Below are records; transcribe only the line with "Pick out each instance of the firefighter above." and those after it, through the last line, without any change.

---+---

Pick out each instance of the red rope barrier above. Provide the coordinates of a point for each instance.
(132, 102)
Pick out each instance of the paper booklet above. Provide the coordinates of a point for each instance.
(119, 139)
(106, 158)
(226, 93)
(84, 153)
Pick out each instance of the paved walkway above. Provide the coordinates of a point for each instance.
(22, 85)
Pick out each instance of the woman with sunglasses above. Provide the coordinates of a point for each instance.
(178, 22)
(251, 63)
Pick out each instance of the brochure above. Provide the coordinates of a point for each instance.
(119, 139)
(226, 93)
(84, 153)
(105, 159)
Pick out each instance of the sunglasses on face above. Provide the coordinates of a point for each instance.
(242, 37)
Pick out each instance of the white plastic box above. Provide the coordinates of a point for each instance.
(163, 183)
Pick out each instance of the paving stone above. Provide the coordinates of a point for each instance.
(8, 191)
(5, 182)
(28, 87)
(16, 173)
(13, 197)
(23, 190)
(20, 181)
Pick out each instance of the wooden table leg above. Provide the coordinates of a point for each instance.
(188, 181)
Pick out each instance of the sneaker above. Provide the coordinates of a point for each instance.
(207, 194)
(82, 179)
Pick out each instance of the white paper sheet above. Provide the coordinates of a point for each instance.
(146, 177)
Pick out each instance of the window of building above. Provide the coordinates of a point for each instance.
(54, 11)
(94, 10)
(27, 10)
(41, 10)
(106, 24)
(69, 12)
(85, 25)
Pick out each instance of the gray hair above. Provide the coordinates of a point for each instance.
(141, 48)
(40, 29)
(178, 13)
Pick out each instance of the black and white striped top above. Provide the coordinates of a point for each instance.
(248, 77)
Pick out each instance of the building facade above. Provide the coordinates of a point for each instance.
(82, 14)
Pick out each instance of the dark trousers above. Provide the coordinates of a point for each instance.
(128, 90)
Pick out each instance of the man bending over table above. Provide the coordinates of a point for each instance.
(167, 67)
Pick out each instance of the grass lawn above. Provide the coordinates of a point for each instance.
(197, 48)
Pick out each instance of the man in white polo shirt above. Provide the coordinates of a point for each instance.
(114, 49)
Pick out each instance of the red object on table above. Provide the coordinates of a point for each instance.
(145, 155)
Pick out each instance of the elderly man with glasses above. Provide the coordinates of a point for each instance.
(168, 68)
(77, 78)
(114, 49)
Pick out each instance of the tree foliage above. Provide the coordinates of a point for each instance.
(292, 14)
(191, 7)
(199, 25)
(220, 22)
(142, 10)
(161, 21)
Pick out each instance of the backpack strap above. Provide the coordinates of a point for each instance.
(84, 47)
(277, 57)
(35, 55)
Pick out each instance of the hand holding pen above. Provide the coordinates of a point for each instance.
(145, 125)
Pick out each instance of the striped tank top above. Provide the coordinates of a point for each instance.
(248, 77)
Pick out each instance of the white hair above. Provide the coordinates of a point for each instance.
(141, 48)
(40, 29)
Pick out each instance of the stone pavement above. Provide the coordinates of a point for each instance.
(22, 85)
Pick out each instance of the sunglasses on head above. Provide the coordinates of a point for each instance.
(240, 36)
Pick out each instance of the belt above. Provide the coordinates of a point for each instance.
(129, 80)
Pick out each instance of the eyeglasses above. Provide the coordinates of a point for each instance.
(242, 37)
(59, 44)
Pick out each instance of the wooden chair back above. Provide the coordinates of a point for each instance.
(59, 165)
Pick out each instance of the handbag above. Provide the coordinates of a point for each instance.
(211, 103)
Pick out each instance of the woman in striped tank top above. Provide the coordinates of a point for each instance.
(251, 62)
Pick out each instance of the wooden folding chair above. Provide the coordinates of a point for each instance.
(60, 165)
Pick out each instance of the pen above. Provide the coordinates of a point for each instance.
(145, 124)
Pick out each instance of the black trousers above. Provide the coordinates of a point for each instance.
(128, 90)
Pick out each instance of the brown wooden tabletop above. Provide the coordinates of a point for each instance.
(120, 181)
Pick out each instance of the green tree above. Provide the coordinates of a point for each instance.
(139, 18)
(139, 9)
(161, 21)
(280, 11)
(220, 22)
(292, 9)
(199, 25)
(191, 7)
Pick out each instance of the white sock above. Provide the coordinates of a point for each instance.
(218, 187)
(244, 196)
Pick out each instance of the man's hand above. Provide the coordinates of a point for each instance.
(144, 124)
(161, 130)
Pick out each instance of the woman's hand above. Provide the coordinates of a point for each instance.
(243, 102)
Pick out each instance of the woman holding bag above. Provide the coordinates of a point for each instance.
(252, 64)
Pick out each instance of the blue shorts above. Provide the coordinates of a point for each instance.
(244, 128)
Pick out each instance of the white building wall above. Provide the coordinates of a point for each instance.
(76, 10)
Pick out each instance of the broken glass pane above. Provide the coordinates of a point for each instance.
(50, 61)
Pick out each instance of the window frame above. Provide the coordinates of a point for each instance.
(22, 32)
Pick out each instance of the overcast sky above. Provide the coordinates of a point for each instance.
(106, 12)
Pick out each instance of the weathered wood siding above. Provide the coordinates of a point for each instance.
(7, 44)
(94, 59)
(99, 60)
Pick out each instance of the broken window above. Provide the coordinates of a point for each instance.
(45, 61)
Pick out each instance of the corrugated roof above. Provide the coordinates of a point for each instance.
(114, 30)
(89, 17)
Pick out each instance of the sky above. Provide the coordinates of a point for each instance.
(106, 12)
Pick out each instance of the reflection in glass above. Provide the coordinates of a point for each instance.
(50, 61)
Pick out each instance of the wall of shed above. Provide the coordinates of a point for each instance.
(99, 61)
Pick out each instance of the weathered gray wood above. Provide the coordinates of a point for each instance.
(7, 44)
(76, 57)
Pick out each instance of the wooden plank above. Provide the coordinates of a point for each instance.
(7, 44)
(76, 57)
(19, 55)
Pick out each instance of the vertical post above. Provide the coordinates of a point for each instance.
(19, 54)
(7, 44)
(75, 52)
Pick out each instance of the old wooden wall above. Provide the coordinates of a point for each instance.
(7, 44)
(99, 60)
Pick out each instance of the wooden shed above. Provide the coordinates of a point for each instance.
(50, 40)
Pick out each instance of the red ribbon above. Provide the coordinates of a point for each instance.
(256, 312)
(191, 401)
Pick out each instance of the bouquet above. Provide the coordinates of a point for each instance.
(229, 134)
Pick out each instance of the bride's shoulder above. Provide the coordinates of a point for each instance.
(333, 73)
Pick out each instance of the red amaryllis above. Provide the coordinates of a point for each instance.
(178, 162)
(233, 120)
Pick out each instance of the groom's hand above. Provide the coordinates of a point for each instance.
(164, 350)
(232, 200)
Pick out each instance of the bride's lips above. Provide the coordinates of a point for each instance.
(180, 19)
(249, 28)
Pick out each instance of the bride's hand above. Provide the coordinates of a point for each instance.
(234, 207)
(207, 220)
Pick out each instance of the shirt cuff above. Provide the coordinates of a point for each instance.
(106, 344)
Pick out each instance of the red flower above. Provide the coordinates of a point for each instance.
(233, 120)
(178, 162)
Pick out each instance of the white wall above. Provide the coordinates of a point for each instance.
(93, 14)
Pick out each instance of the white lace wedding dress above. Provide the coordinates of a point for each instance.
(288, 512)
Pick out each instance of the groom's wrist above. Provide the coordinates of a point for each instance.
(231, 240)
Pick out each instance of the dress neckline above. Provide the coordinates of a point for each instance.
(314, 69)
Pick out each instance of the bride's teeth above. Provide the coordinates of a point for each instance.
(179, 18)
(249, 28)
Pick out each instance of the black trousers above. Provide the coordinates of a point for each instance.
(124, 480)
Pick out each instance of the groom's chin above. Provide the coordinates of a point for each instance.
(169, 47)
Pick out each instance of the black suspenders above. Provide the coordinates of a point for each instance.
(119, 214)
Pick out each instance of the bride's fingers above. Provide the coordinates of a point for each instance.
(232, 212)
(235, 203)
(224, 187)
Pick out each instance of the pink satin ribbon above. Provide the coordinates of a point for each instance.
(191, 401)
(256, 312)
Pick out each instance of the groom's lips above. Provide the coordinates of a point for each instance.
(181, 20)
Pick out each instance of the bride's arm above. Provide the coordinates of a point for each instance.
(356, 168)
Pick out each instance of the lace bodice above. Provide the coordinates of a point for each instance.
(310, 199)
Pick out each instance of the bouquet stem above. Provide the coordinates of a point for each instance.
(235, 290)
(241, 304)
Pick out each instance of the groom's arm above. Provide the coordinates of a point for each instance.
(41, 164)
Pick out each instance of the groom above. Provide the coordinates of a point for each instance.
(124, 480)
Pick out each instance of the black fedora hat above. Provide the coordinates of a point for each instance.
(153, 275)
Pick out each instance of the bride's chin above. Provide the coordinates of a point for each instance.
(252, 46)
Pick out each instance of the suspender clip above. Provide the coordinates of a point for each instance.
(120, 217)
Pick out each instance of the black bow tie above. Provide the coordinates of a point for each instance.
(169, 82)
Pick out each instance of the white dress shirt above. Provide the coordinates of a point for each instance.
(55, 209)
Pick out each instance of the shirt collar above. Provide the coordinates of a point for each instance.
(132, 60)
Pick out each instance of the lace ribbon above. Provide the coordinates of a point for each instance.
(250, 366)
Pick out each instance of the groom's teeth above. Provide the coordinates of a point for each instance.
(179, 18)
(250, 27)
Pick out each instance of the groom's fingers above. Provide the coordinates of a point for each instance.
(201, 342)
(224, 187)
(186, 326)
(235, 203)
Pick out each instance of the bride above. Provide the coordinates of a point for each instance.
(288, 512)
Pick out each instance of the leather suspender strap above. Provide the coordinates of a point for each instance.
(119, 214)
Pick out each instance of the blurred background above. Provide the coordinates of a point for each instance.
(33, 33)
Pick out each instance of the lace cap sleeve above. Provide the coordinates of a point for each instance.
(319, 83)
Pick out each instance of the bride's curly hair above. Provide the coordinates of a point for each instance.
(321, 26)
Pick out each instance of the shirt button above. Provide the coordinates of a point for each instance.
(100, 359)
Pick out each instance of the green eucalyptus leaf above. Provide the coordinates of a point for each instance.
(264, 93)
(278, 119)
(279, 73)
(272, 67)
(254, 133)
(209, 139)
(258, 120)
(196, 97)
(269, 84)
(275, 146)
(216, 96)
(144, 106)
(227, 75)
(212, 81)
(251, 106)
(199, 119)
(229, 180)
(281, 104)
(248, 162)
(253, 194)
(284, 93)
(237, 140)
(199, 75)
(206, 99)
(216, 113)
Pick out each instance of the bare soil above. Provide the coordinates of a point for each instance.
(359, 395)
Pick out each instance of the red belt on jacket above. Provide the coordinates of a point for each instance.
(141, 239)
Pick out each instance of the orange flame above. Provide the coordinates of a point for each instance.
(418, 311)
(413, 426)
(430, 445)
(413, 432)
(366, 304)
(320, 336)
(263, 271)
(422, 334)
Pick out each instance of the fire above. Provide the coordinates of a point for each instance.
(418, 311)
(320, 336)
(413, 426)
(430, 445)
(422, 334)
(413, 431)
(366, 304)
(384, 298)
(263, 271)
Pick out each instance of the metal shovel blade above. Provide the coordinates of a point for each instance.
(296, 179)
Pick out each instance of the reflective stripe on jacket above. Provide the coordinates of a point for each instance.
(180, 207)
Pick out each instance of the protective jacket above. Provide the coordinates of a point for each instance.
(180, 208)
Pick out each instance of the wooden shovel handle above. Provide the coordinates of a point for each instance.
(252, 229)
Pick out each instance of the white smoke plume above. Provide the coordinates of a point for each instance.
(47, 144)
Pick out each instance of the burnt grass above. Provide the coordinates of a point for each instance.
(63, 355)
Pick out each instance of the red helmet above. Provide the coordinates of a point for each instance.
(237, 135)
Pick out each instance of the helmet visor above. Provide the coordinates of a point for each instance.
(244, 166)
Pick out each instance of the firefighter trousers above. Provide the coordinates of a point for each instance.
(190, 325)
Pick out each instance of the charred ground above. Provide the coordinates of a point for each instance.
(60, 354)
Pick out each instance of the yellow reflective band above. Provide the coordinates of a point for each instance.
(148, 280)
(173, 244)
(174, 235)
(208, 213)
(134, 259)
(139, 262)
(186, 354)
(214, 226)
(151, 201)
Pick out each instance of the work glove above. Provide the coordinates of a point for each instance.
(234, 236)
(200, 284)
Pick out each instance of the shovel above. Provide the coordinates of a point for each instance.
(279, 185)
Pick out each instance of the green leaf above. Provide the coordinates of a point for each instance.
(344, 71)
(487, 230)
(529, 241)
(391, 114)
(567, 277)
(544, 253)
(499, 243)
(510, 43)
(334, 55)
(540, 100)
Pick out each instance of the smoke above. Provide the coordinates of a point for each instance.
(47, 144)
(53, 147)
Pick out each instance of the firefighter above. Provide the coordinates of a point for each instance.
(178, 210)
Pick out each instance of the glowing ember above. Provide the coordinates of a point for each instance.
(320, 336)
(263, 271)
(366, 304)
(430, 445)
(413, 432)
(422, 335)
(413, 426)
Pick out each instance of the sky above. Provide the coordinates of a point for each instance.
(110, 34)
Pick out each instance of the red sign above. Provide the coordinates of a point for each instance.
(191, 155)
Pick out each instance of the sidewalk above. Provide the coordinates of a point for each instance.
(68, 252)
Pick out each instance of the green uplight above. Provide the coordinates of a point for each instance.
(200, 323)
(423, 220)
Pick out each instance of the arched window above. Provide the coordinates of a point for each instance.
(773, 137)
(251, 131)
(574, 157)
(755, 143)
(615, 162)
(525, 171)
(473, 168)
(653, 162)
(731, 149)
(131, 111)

---+---

### [Answer for this exercise]
Pick out each instance of the firefighter above. Provide the coordinates of a point for each instance.
(178, 210)
Pick out each instance of the glowing ember above. Provide the coordinates of a point for each instance.
(320, 336)
(263, 271)
(366, 304)
(430, 445)
(413, 432)
(422, 335)
(413, 426)
Pick out each instance of the sky above. Provide the coordinates of a point for each instance.
(110, 34)
Pick out each instance of the red sign above. Provide the coordinates of a point for each instance.
(191, 155)
Pick out each instance of the sidewalk above. Provide the coordinates of a point for each instance.
(68, 252)
Pick out each instance of the green uplight above. Provide the coordinates of a point for each instance.
(200, 323)
(423, 220)
Pick out each instance of the arched window above. Provide the coordinates of a point for each instance.
(773, 137)
(251, 131)
(574, 157)
(755, 143)
(615, 162)
(525, 171)
(473, 168)
(653, 162)
(731, 149)
(131, 111)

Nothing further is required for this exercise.